BEGIN TEXT SECTION

On the car ride home, I listen to my parents mumble back and forth as I stare out the window at the night sky. It had been a long day, a long week. It was strange to be outside the hospital. It was even strange to be sitting up. Most of the night before I lay awake in my hospital bed afraid to be alone. The hospital was filling up and the staff had moved me to a different floor away from the specialists who took such good care of me after the traumatic delivery.
My high-risk nurse told me to not take aspirin because it can thin blood, which was definitely not good for my condition. So to my surprise the first thing the nurse in my new room did was give me some aspirin. I told her my other nurse told me not to take this because of x,y,z and she rolled her eyes as she walked away and said she would get me something else then.
If this nurse didn’t even know about not giving me aspirin, what else did she not know?? Fear gripped me and I prayed they caught all of the problems my body was having. I prayed they weren’t moving me out of high-risk too fast, just to make more room. If something happened I prayed I wouldn’t die. It now seemed like something that could happen at any moment, even though we were out of the woods. Through tears I told Dave I didn’t want him to leave me. What if they missed something? What if something happened and no one was here?
But I wanted someone with Collin, too. We decided I would call him first thing in the morning. It didn’t change anything, but for some reason that made me feel better. Dave left and I tried to will my body to relax. Breathe. Relax the right arm. Breathe. Relax the left arm. And so on until my body wasn’t quite as tense. I can do this, I thought, I’m alone, but I could do this.
The fear of being alone again made it easier to be discharged the next night.
“You need to rest. You have been very ill.” They said.
“Your body needs to heal.” They said.
There’s no better place then at home… and at least I would be in my own bed with Dave. If something went wrong, he would definitely know. And this way I could at least see Collin before he left for school in the mornings. That would be good for both of us; I missed him!
The night I was to be discharged, there was a school function for Collin and we decided that Dave should attend. My parents would gladly drive me home. Poor Collin. Although he didn’t know the entire situation at the hospital, it still threw his world for a loop. We really needed to bring him some stability. It was the right decision, but made the drive home so surreal. After the grown-up struggles of my little family and here I feel like a kid again; sitting in the back seat telling my mom and dad that I want a burger and fries as we go through a drive-thru.
It was weird. Stranger still, I’m driving away, leaving my teeny baby, the one I have prayed for for 6 years, to be cared for by strangers. Trained as the NICU nurses were and healthy as he was, they are strangers.
And he is alone. Not one thing about this situation seems to make sense. I want something to make sense, but our family’s adjustments are just starting.

END TEXT SECTION
BEGIN PROVIDED INFORMATION

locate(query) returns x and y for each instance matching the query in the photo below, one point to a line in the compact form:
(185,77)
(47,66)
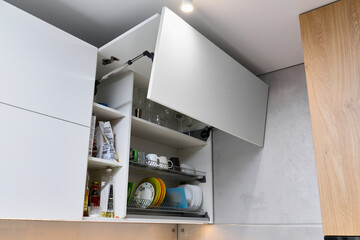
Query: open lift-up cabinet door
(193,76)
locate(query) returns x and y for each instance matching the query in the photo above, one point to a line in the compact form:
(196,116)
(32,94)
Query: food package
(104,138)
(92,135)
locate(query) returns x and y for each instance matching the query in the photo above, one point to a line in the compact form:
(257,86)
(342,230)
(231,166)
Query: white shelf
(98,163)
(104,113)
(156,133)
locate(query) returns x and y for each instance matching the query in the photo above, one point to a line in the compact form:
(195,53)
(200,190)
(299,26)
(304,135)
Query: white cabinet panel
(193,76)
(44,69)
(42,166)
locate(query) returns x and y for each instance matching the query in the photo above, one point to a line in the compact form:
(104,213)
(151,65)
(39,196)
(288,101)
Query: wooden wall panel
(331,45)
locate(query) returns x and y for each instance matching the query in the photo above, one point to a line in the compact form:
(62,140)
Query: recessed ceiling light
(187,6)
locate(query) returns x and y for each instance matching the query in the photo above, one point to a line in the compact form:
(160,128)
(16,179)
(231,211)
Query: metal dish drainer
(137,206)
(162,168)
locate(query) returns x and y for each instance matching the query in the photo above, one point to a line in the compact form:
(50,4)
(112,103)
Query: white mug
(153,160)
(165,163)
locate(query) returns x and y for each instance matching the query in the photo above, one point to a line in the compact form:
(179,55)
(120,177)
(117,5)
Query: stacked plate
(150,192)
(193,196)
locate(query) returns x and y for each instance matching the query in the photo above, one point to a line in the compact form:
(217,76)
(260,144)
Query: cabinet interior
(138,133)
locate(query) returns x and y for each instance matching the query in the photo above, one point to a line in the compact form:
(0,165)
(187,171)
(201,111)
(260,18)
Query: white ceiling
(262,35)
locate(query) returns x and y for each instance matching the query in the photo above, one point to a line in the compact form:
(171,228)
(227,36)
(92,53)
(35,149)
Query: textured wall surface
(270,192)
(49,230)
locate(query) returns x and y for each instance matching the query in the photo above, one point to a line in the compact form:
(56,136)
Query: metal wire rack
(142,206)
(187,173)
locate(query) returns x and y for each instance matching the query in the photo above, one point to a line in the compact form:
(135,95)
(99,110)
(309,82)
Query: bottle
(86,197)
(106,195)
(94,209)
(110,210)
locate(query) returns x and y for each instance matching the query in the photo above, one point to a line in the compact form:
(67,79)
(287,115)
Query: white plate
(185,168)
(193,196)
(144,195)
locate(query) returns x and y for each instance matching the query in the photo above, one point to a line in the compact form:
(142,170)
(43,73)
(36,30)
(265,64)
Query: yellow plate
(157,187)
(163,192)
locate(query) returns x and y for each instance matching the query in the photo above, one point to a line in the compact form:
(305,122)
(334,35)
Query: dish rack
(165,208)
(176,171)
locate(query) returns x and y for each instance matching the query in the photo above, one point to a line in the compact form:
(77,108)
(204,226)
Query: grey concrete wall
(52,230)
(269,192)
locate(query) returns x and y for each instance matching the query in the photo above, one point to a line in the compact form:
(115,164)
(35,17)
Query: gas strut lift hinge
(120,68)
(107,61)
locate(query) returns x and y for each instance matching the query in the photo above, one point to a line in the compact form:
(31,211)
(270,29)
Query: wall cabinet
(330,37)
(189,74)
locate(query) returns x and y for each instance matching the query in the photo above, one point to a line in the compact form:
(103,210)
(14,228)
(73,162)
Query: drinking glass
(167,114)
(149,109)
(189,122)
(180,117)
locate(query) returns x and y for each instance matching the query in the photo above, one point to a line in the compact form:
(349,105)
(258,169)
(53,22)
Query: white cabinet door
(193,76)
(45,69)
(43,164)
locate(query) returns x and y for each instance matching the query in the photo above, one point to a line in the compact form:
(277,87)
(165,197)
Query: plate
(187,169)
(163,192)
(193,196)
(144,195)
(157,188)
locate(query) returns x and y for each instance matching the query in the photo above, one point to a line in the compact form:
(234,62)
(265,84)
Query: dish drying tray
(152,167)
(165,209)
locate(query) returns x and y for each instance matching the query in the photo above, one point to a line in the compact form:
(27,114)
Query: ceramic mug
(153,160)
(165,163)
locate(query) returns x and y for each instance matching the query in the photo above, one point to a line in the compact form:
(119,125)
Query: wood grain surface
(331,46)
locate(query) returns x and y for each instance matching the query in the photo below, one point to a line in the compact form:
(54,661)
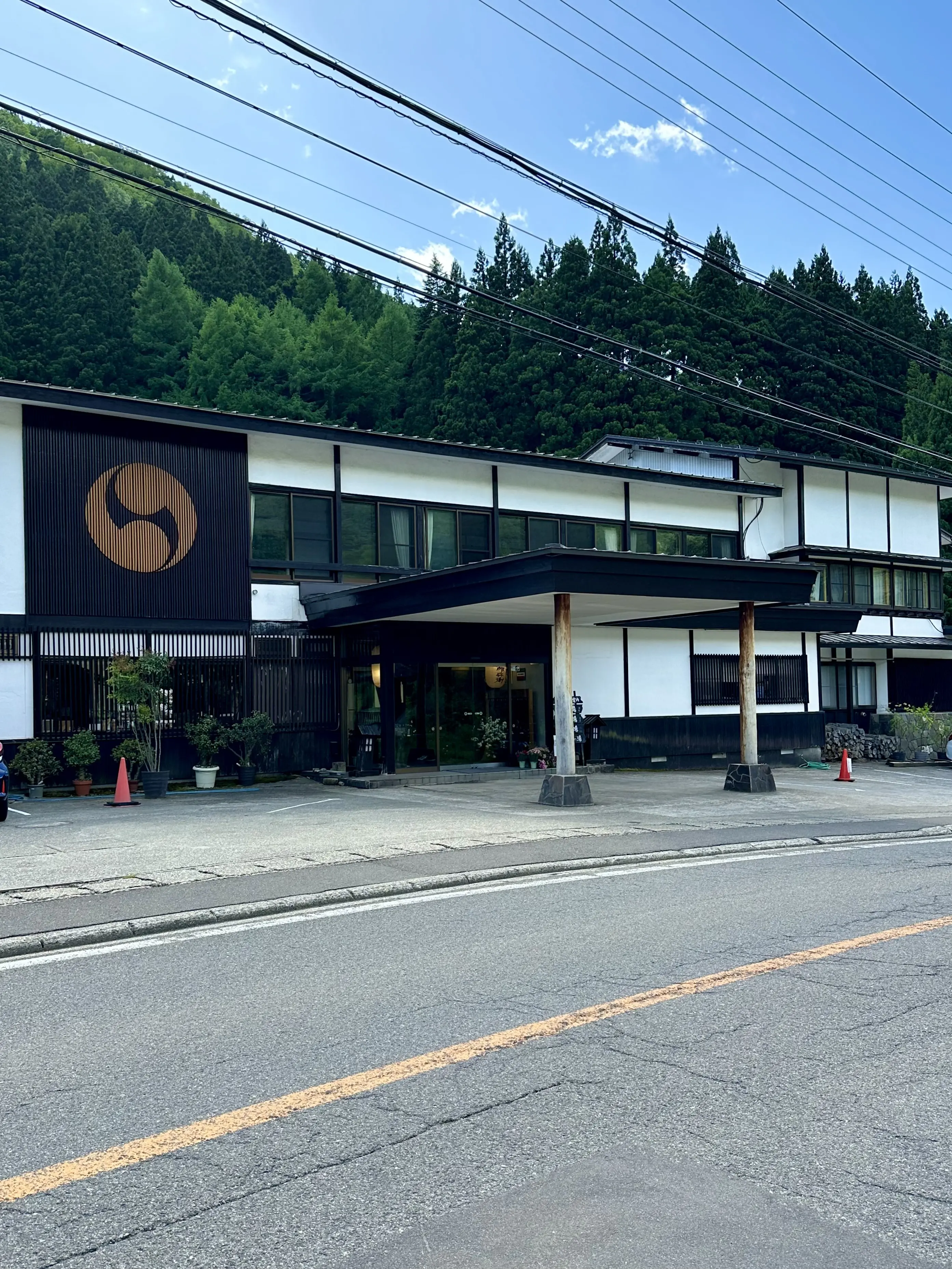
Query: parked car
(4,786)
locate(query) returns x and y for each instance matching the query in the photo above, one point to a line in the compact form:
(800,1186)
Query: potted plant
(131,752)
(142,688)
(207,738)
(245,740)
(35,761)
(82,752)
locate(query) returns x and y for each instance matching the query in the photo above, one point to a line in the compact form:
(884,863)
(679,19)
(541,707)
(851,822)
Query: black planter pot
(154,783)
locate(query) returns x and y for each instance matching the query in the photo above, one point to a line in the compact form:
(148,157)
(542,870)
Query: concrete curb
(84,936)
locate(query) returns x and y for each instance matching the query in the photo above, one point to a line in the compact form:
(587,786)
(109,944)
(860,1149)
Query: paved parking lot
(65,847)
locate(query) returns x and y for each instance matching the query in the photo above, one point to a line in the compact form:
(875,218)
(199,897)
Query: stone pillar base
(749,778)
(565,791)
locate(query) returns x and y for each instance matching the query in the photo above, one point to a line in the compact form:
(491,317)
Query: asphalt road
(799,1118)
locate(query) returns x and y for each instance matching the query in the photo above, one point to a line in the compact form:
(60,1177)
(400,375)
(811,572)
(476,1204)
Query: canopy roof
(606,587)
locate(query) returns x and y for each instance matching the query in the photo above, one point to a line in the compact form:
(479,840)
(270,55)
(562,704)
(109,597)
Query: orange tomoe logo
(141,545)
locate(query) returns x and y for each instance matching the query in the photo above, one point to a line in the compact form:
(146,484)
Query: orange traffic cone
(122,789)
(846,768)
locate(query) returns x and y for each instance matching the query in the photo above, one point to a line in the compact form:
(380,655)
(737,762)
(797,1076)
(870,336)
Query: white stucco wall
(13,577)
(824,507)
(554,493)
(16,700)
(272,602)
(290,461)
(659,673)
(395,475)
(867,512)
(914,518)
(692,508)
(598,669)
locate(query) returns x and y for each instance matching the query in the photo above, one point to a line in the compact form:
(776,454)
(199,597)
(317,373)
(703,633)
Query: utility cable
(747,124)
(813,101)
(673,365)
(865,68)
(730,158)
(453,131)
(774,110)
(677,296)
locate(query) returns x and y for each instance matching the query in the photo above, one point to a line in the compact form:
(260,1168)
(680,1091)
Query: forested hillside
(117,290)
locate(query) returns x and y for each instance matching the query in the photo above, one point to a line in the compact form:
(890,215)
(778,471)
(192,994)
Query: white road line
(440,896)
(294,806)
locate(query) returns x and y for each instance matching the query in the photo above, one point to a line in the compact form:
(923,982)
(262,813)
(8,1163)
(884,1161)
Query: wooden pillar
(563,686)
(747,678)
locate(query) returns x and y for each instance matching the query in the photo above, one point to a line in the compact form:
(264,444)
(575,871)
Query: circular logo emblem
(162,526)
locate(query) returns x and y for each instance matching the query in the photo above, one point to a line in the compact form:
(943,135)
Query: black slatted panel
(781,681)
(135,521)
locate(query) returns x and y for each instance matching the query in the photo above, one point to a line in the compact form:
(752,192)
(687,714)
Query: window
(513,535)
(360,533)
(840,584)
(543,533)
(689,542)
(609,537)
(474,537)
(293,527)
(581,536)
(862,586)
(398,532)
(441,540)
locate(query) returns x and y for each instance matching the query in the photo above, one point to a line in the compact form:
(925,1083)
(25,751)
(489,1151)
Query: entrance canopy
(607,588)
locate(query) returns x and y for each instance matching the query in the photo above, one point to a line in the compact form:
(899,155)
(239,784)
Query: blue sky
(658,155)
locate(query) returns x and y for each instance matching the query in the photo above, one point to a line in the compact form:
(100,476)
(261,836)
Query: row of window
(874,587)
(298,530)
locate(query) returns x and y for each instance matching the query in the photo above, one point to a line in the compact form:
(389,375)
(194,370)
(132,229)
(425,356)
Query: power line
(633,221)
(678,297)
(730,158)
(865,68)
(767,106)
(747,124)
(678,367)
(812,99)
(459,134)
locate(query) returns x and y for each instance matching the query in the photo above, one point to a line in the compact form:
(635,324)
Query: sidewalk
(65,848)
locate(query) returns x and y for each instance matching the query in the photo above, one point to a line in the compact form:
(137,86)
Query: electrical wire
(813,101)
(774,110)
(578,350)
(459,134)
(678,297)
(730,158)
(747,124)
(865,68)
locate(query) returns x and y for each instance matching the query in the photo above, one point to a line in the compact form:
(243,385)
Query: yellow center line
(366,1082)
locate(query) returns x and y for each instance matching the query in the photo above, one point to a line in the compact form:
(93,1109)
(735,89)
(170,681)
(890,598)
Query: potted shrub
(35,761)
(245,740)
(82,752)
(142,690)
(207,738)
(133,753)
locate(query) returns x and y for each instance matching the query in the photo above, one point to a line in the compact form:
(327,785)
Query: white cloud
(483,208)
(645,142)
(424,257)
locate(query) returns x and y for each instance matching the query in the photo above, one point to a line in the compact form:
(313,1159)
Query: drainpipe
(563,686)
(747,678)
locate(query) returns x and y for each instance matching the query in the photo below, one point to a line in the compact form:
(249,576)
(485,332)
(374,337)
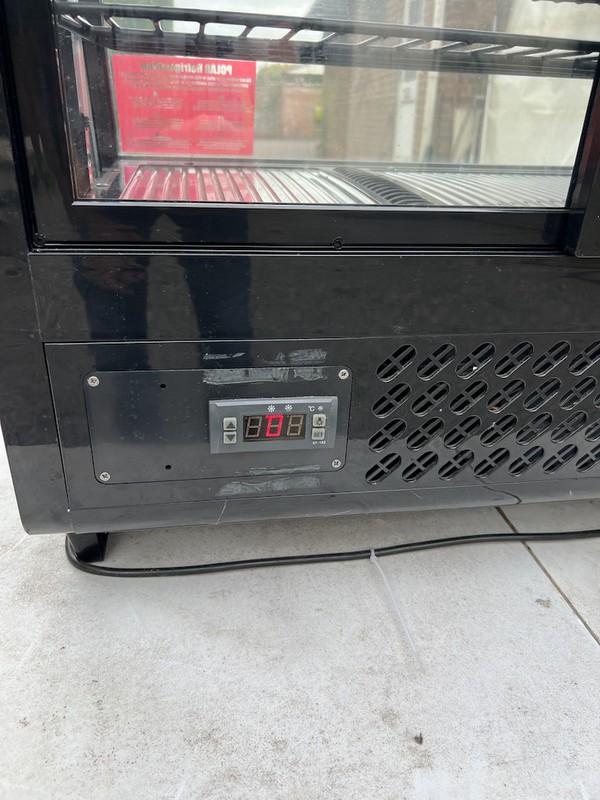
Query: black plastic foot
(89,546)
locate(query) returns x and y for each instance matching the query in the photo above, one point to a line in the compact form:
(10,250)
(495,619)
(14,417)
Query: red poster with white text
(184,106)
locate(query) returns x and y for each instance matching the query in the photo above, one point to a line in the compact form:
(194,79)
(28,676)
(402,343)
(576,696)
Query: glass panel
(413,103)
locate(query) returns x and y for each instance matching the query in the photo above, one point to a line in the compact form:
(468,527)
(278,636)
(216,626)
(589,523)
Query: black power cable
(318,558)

END PROVIDED INFORMATION

AIM OF THE EXERCISE
Answer these questions about the hospital discharge account, numbering each answer the same way on its own line:
1. Which medication did the high-risk nurse say not to take?
2. Who drove the narrator home from the hospital?
3. For how many years had the narrator prayed for the baby?
Rely only on the text to respond.

OUTPUT
1. Aspirin
2. The narrator's parents
3. 6 years